Object detection data:
• • • • • • •
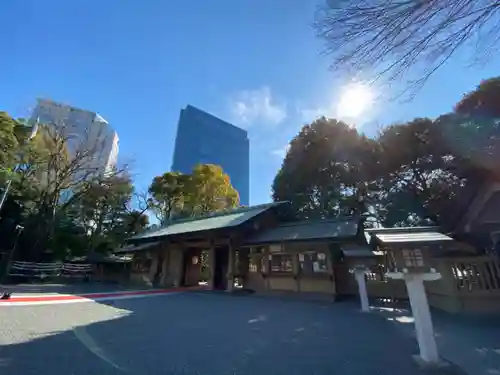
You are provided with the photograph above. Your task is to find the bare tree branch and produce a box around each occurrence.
[314,0,500,95]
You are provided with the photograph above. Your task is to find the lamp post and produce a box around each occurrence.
[0,225,24,284]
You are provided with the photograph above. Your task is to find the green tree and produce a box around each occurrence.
[148,164,239,225]
[454,77,500,118]
[186,164,240,216]
[148,172,187,225]
[272,118,378,219]
[0,112,19,170]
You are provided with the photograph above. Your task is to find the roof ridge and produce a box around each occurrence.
[137,201,286,234]
[278,215,357,227]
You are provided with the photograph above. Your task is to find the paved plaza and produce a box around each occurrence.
[0,292,460,375]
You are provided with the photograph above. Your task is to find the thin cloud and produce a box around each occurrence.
[297,107,335,123]
[271,145,290,159]
[229,86,287,127]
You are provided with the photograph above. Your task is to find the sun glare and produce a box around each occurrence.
[337,83,373,118]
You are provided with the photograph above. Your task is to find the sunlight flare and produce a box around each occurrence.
[337,83,373,119]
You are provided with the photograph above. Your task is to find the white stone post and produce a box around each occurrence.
[351,266,370,312]
[226,243,236,292]
[387,270,441,365]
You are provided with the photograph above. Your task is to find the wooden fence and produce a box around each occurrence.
[337,255,500,314]
[9,261,93,280]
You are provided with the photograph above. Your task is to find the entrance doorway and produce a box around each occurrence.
[213,247,229,290]
[182,249,201,286]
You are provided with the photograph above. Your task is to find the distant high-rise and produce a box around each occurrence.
[31,99,118,177]
[172,105,250,205]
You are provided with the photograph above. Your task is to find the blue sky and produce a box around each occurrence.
[0,0,500,204]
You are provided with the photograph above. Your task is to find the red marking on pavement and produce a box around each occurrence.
[0,287,204,304]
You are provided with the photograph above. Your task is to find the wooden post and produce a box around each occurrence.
[262,246,270,290]
[226,240,236,292]
[207,239,215,289]
[292,247,300,292]
[160,242,170,287]
[386,272,441,365]
[148,251,158,286]
[239,248,249,288]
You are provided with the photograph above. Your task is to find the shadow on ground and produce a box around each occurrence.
[0,292,462,375]
[0,281,146,295]
[372,303,500,375]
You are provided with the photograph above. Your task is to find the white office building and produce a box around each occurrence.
[31,99,118,174]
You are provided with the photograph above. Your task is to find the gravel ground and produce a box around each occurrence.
[0,292,460,375]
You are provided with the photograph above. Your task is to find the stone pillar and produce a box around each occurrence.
[226,242,236,292]
[239,248,249,288]
[387,272,441,365]
[352,266,370,312]
[160,245,170,287]
[148,251,159,286]
[207,246,215,289]
[174,251,184,288]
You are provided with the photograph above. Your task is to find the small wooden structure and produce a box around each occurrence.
[117,203,366,300]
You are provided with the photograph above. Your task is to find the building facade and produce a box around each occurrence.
[30,99,119,177]
[172,105,250,205]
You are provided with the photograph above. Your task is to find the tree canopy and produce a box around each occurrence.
[272,76,500,227]
[315,0,500,95]
[149,164,239,224]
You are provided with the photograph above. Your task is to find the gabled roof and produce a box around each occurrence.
[127,202,284,241]
[245,217,359,245]
[366,227,475,252]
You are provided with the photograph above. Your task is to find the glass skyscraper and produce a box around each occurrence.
[172,105,250,205]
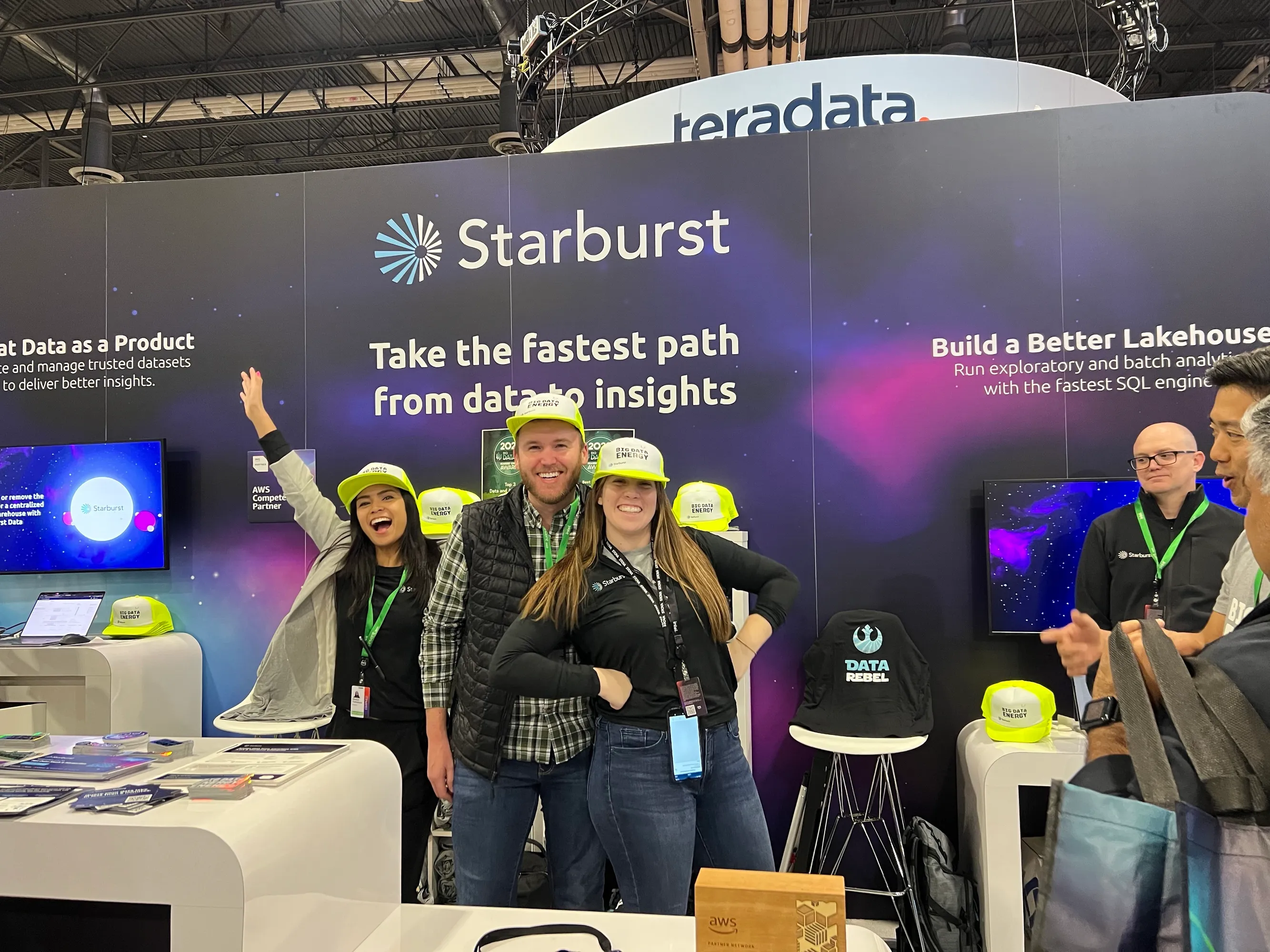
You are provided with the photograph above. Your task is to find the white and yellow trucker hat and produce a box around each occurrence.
[507,394,587,439]
[419,486,480,536]
[983,680,1058,744]
[335,463,414,513]
[596,436,670,482]
[670,482,737,532]
[101,595,171,638]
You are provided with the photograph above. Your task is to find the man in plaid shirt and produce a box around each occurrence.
[420,394,604,910]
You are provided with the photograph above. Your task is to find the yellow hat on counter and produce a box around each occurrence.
[101,595,171,638]
[419,486,480,536]
[983,680,1058,744]
[670,482,737,532]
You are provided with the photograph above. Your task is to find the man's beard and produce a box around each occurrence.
[520,462,581,505]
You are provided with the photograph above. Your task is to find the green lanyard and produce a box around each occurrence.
[542,496,578,569]
[1133,499,1208,602]
[362,566,410,657]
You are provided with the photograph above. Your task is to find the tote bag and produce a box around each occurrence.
[1031,621,1270,952]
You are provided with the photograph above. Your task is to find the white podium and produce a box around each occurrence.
[0,632,203,737]
[357,906,697,952]
[956,720,1086,952]
[0,737,401,952]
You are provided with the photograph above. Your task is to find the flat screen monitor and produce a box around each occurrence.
[983,476,1236,635]
[0,440,168,574]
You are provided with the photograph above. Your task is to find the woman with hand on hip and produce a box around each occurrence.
[223,367,440,902]
[491,438,799,915]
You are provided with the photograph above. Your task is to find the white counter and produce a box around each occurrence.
[0,737,401,952]
[956,720,1086,952]
[357,906,697,952]
[0,632,203,737]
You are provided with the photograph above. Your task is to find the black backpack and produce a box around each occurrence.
[792,611,935,737]
[898,816,983,952]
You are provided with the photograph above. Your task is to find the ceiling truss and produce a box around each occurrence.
[0,0,1270,188]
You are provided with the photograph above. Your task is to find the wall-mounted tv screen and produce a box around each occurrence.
[983,476,1234,635]
[0,440,168,573]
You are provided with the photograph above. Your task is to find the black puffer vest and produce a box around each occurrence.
[450,489,584,779]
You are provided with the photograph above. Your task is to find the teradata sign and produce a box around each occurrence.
[543,55,1128,152]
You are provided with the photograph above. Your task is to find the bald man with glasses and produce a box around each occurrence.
[1076,423,1243,642]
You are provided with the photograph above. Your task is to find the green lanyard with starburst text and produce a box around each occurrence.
[542,496,579,569]
[1133,499,1208,604]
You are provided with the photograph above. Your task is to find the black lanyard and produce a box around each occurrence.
[604,542,690,680]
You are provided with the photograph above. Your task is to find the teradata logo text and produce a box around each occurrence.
[674,82,926,142]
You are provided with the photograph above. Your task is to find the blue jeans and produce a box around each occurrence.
[587,718,773,915]
[451,750,604,912]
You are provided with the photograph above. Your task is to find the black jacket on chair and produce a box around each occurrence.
[791,611,935,737]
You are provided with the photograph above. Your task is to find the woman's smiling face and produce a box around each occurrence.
[600,476,657,535]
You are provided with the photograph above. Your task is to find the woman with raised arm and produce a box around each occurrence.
[225,367,440,902]
[491,438,799,915]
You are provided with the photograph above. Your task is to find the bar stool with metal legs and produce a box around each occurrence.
[790,725,929,952]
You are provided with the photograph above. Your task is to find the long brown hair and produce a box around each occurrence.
[520,476,731,642]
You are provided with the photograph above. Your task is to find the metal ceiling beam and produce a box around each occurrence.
[130,139,498,177]
[111,122,498,166]
[687,0,714,79]
[0,40,499,99]
[808,0,1070,27]
[11,86,640,142]
[0,0,340,40]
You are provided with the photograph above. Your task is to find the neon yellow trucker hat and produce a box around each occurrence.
[507,394,587,439]
[670,482,737,532]
[596,436,670,482]
[419,486,480,536]
[983,680,1058,744]
[335,463,415,513]
[101,595,171,638]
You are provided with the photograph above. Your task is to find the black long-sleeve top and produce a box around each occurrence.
[490,529,799,730]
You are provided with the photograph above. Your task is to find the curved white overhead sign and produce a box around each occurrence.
[543,53,1128,152]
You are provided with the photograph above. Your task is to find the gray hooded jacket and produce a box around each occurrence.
[221,452,349,721]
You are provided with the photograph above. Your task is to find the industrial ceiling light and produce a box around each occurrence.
[489,50,530,155]
[70,86,123,185]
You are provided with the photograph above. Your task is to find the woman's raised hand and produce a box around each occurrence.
[239,367,277,436]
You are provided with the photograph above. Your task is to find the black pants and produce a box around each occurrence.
[326,707,437,902]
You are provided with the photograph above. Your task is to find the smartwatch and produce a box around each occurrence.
[1081,697,1120,731]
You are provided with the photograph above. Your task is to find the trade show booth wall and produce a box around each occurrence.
[0,94,1270,844]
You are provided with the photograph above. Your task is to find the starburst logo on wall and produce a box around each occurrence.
[375,212,440,284]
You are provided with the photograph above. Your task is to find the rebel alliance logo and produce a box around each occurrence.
[375,212,440,284]
[851,625,881,655]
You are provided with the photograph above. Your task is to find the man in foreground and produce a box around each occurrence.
[1076,423,1243,631]
[420,394,604,910]
[1040,347,1270,678]
[1072,398,1270,809]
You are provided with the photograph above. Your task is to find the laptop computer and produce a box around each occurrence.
[0,592,105,647]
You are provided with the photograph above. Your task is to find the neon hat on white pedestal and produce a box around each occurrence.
[983,680,1058,744]
[101,595,171,638]
[419,486,480,536]
[670,482,737,532]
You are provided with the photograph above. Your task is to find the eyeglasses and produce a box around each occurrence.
[1129,449,1199,470]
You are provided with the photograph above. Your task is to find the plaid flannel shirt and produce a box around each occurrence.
• • • • • • •
THE EXERCISE
Recast the records as a numbered list, from the start of the records through the line with "[0,225,24,284]", both included. Omit blank lines and the pictures.

RESPONSE BELOW
1. You are provided with the photograph above. Your task is to find the bare tree branch and produce a box around each occurrence.
2. [314,0,500,95]
3. You are provided with the photograph above. Your task is to find the lamp post and produce a box around each occurrence.
4. [0,225,24,284]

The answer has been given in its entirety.